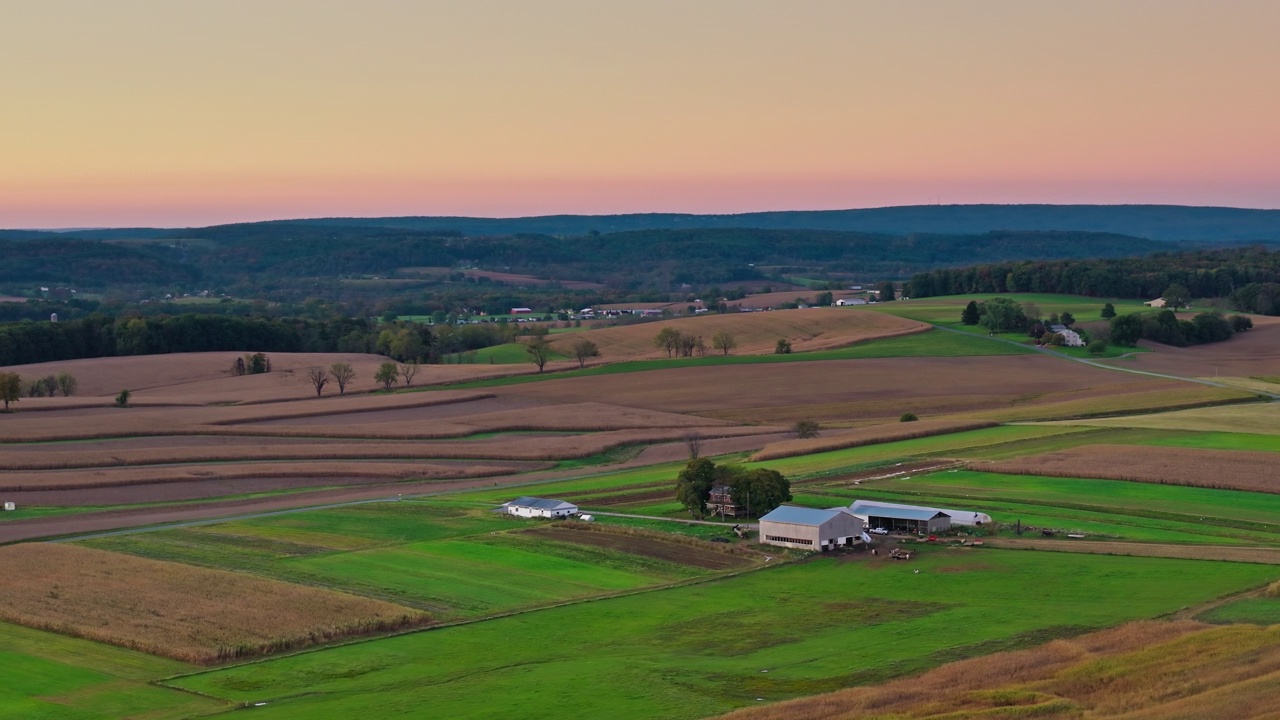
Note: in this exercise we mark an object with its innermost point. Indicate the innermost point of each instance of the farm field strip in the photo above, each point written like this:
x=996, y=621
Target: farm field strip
x=1260, y=418
x=1235, y=506
x=53, y=677
x=1141, y=670
x=1226, y=469
x=179, y=611
x=447, y=559
x=632, y=657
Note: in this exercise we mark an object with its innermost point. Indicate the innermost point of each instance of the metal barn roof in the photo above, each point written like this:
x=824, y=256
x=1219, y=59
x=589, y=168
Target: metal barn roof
x=540, y=504
x=795, y=515
x=895, y=511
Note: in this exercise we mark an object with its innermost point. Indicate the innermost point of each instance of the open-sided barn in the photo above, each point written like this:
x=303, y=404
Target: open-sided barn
x=901, y=518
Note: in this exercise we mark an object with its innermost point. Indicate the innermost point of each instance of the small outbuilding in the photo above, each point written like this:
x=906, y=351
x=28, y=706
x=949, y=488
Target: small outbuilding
x=539, y=507
x=809, y=528
x=901, y=518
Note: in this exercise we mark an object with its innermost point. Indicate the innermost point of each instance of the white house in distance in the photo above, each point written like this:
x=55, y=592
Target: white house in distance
x=539, y=507
x=1070, y=337
x=809, y=528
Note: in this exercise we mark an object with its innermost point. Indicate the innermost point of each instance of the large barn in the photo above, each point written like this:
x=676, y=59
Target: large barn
x=901, y=518
x=539, y=507
x=808, y=528
x=958, y=516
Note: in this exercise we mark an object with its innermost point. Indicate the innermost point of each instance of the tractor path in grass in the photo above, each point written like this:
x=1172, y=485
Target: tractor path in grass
x=1229, y=554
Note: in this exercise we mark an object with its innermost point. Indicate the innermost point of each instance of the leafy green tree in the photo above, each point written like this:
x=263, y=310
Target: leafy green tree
x=408, y=370
x=342, y=374
x=67, y=383
x=805, y=429
x=694, y=486
x=1127, y=329
x=668, y=340
x=1002, y=315
x=538, y=349
x=759, y=491
x=583, y=350
x=319, y=377
x=723, y=341
x=387, y=374
x=1176, y=296
x=10, y=388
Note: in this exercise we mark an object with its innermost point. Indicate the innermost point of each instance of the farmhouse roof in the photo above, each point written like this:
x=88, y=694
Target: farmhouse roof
x=796, y=515
x=896, y=511
x=540, y=504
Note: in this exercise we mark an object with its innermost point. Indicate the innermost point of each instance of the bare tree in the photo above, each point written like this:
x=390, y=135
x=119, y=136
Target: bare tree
x=342, y=374
x=319, y=378
x=583, y=350
x=408, y=370
x=694, y=442
x=805, y=429
x=67, y=383
x=723, y=341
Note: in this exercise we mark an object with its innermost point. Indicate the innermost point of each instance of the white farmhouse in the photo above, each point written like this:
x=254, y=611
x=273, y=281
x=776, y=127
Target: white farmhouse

——

* What is required:
Using the data above, transcribe the lines that run from the line with "Target: farmhouse roof" to the line with "x=119, y=136", both ends kept, and output nothing else.

* Your solution:
Target: farmhouse roof
x=796, y=515
x=896, y=511
x=540, y=504
Note: in this exercise we mark an object with its innermost point. Indicate the innermost point of each instance of the bare tree in the photo above, each point written like this:
x=390, y=135
x=119, y=136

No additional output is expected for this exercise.